### [Source excerpt]

Why Fanny and Alexander is the finest Christmas film of all
Ingmar Bergman’s Oscar-winner has a very different trajectory to that of the typical seasonal movie, writes Geoffrey Macnab, but it’s a lot better than many Hollywood classics
This Christmas, Die Hard, Home Alone, Love Actually, The Polar Express and The Nightmare Before Christmas are all back in cinemas; Frank Capra’s It’s a Wonderful Life is being revived on TV yet again; and a new version of A Christmas Carol has just been released. In other words, we’re being fed exactly the same diet of snow, schmaltz, Dickens, Bruce Willis and an angel called Clarence that we get on screen every year.
One film that isn’t showing anywhere, and surely should be, is Ingmar Bergman’s multiple Oscar-winner, Fanny and Alexander (1982). It has a fair claim as the finest Christmas film of all and yet has largely fallen out of circulation in the UK. Bergman’s reputation as a brooding, European, art-house auteur seems to put audiences off. The Swede is the high priest of cinematic angst. Viewers warily expect psychodramas about death, dread and sexual betrayal, not reindeer and jingle bells. They should look again. Fanny and Alexander has its share of very bleak moments but it’s also the richest, warmest and funniest among the more than 50 features that Bergman completed.
American director Richard Linklater (Boyhood, Dazed and Confused) summed up the power of Bergman’s movie when he introduced a special screening in his hometown of Austin, Texas: “It really is one of the great views of childhood, both the joys and exhilaration… and just terror.”
Fanny and Alexander (made both as a feature and as a longer TV series) has a very different trajectory to that of the typical Christmas movie. Its main moments of happiness and seasonal cheer come right at the beginning. The film then turns very chilly indeed.

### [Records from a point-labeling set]
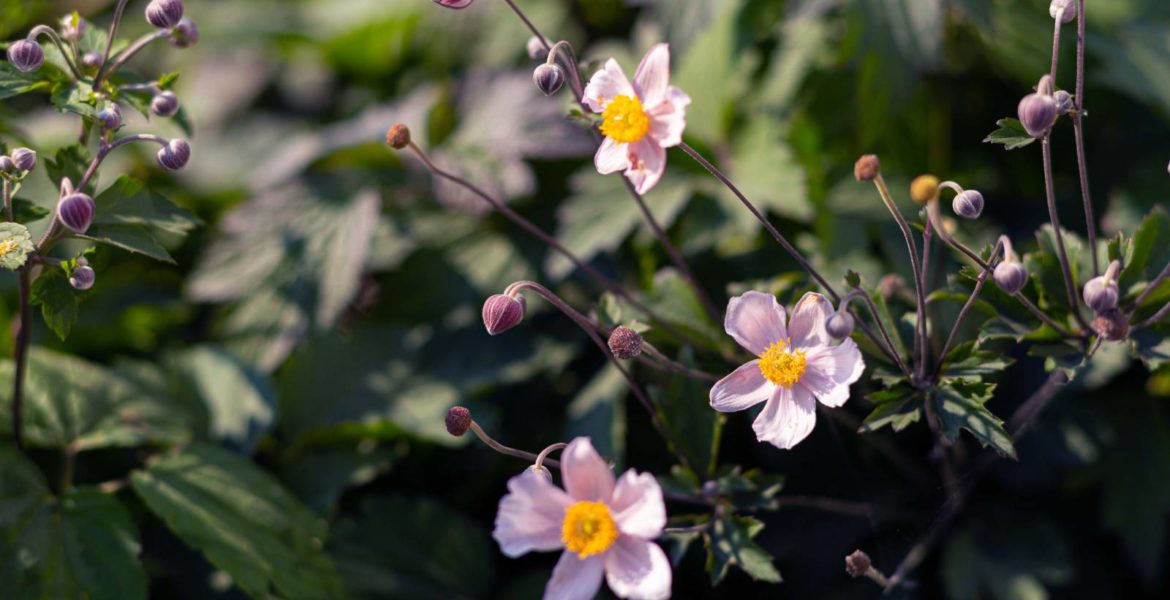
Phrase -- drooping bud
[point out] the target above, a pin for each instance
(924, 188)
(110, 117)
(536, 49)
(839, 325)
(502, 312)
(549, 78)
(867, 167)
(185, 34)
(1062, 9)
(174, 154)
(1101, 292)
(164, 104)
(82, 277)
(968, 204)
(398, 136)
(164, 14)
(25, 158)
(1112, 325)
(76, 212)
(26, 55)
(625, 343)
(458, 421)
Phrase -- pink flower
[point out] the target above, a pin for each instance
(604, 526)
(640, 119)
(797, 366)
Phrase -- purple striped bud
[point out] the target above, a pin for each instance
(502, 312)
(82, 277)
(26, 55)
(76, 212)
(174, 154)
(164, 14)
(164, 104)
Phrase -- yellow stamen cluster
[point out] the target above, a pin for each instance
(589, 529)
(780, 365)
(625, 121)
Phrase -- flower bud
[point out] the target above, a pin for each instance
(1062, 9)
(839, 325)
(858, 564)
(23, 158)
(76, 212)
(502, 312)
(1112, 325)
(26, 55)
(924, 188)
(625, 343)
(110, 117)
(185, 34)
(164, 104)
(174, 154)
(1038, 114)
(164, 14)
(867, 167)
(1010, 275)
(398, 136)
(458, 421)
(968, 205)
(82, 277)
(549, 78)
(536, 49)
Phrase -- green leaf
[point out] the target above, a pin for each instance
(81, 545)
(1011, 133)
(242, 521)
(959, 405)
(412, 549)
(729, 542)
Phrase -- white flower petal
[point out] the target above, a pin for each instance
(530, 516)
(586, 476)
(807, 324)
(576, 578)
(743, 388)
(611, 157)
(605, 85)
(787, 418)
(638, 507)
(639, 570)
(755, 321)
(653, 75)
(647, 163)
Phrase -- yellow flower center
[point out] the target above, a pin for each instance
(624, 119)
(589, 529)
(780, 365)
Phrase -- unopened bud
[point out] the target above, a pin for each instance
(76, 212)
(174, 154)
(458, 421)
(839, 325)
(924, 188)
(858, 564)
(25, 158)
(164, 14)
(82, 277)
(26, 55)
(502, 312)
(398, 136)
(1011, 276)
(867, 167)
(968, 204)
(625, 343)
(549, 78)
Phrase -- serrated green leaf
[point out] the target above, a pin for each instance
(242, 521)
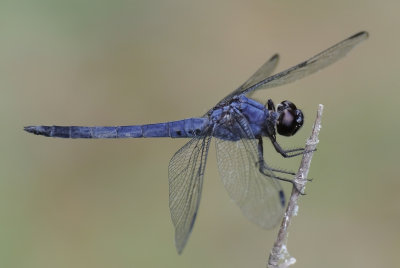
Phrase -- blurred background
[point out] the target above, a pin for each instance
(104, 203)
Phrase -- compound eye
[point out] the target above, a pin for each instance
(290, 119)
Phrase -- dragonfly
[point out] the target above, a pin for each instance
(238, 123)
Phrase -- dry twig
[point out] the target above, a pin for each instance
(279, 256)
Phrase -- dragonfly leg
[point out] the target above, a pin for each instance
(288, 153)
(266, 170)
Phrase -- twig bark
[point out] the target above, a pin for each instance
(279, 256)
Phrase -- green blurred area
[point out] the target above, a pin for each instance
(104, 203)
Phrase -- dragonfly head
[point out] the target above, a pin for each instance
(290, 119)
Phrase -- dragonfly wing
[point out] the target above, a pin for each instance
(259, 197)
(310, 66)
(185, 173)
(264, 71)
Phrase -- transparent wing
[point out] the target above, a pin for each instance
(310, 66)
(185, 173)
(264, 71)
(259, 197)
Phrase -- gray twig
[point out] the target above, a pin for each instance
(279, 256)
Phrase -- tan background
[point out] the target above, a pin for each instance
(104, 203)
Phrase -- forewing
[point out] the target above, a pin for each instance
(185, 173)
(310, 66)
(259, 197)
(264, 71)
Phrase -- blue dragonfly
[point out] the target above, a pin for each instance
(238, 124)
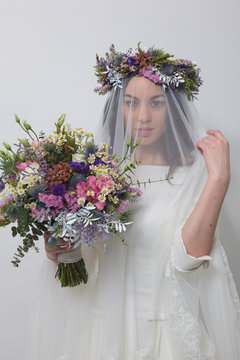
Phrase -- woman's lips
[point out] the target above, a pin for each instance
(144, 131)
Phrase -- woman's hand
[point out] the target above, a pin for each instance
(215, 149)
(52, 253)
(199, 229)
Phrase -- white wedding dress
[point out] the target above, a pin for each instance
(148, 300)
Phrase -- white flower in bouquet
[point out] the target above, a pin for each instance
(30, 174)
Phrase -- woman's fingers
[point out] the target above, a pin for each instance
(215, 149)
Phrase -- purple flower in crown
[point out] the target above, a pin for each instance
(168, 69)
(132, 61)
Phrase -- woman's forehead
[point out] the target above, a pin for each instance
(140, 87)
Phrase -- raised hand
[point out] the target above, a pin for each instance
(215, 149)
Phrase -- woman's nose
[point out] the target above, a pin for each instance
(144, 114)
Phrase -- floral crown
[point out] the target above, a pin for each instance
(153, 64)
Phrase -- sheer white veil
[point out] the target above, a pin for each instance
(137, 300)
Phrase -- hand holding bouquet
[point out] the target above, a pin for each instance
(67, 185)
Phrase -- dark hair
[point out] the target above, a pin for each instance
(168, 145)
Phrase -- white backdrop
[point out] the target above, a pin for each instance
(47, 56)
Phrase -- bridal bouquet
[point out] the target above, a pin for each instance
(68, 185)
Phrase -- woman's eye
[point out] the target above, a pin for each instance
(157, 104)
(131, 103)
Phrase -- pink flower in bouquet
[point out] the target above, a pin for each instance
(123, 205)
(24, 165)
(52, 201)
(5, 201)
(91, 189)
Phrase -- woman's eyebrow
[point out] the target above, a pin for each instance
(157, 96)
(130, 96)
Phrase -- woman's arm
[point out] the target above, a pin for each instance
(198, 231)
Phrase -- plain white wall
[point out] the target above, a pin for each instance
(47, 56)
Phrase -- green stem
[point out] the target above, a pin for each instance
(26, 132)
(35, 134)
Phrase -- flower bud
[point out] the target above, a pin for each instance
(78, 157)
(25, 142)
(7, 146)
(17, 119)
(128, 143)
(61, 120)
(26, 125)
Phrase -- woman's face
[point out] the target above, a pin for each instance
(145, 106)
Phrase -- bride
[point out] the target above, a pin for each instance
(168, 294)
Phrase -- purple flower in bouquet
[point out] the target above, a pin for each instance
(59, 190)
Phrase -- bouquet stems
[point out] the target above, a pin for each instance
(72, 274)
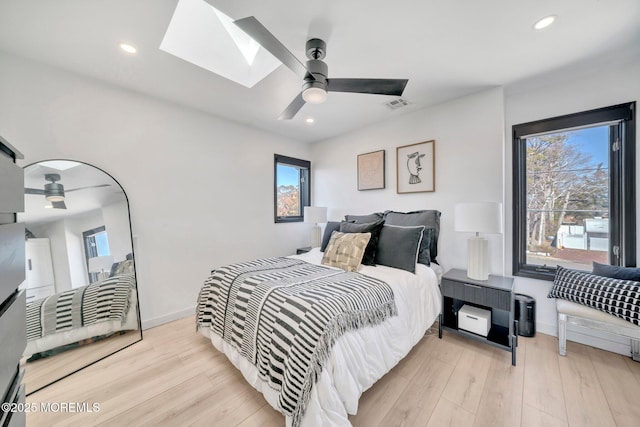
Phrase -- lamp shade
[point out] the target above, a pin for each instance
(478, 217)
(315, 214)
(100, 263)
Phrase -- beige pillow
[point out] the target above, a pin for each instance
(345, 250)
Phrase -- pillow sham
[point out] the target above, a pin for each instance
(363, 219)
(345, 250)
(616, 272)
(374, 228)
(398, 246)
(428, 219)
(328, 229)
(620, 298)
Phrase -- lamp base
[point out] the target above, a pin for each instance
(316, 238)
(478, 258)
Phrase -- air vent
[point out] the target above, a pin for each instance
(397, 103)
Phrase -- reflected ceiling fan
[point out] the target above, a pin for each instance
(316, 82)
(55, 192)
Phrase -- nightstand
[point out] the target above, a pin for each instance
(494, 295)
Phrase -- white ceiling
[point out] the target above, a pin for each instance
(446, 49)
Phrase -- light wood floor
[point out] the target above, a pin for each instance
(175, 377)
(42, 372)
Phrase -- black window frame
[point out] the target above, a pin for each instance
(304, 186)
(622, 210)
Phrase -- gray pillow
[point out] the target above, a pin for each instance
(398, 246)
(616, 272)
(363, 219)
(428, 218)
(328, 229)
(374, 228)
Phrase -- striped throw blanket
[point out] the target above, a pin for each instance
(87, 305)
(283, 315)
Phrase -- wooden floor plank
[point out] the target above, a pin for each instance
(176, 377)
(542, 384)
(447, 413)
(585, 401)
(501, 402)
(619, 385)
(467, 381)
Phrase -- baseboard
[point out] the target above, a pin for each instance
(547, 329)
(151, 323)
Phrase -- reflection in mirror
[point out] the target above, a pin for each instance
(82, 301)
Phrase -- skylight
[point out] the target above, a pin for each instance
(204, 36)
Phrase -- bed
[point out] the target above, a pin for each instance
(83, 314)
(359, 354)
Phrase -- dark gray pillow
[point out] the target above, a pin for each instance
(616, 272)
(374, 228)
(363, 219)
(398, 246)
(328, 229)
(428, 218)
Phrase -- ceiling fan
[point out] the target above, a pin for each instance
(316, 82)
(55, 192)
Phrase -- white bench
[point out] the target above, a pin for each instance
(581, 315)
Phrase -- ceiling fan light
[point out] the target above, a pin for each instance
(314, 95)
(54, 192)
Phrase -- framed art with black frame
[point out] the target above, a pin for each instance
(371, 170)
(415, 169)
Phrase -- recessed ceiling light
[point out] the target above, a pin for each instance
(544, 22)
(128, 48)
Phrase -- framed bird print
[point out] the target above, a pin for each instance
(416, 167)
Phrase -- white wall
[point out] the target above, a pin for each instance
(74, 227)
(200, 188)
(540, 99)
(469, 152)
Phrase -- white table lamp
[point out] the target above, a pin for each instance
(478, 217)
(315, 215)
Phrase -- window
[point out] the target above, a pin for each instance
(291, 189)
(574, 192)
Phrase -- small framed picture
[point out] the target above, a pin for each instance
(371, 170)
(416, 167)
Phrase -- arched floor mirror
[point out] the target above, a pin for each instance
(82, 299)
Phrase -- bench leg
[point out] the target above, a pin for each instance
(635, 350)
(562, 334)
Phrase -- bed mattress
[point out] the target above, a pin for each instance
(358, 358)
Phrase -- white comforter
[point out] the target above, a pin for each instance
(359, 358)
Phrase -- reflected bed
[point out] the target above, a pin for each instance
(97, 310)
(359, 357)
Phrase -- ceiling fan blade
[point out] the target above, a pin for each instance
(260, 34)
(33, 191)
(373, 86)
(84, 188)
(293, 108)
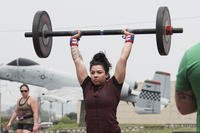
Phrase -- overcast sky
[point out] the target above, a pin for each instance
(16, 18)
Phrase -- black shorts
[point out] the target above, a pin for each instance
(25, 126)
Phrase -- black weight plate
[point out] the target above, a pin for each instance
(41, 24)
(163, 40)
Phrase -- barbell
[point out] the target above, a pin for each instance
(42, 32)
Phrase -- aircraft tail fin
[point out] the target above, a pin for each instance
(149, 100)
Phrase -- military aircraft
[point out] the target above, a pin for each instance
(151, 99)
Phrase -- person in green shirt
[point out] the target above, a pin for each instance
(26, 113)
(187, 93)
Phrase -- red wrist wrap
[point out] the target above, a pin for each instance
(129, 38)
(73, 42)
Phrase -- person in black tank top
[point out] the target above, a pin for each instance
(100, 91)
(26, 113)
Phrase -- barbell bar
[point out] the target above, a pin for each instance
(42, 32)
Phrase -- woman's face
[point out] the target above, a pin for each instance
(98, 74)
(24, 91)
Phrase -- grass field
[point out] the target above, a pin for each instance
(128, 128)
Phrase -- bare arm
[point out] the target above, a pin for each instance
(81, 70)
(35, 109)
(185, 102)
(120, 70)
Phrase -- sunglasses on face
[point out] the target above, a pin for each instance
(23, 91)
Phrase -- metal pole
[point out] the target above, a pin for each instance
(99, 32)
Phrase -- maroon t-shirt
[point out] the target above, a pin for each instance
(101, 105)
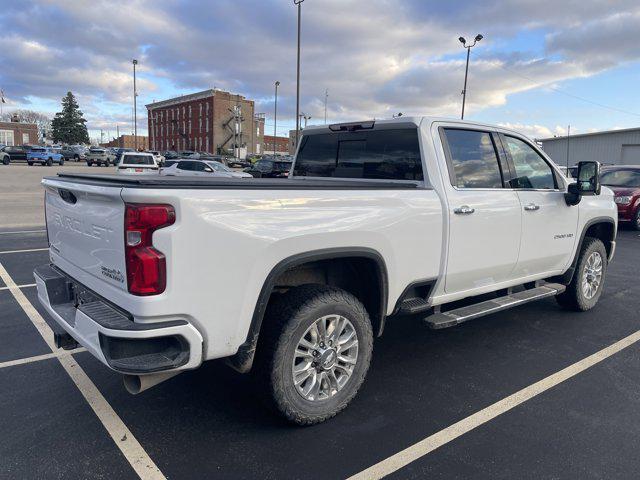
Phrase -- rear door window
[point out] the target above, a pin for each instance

### [Requirement 1]
Pick out every line of the records that contains the word "purple".
### [Requirement 2]
Write the next part of the essay on Fanny and Alexander as a Christmas film, continuing from its final sentence.

### [Exercise response 1]
Phrase -- purple striped bud
Phrase -- purple flower in crown
Phrase -- purple flower in bouquet

### [Exercise response 2]
The setting is Uppsala, Sweden, in the early 1900s. Alexander (Bertil Guve) is a sensitive and observant 10-year-old boy with a vivid imagination. He is first seen alone in the family’s lavish apartment just before the Christmas festivities begin, playing with the toy figures in his cardboard theatre and roaming from room to room.
The opening section of Fanny and Alexander is as enjoyable a depiction of a family Christmas as you will find on screen. Bergman throws in a lavish nativity play. There is drinking, singing, flirting, arguing, a huge family dinner, a conga dance around the house, a pillow fight and, most famously, Uncle Carl (Börje Ahlstedt) in his long johns on the staircase, entertaining the children with a mini-symphony of farting that generates enough wind to put out the candles.
Bergman freely admitted the influence of Charles Dickens on Fanny and Alexander. Many of the characters he created are Dickensian archetypes: the wise and kindly grandmother, the eccentric uncles in their frock coats, the beloved father Oscar (Allan Edwall) performing Shakespeare’s Hamlet very badly, the adored mother (Ewa Fröling) who dotes on Alexander.
Unlike Dickens, Bergman isn’t coy about showing his characters’ sex lives. In particular, Uncle Gustav (Jarl Kulle) is lecherous in the extreme, seducing the maid Maj (Pernilla August) and then drunkenly trying to satisfy his wife as well.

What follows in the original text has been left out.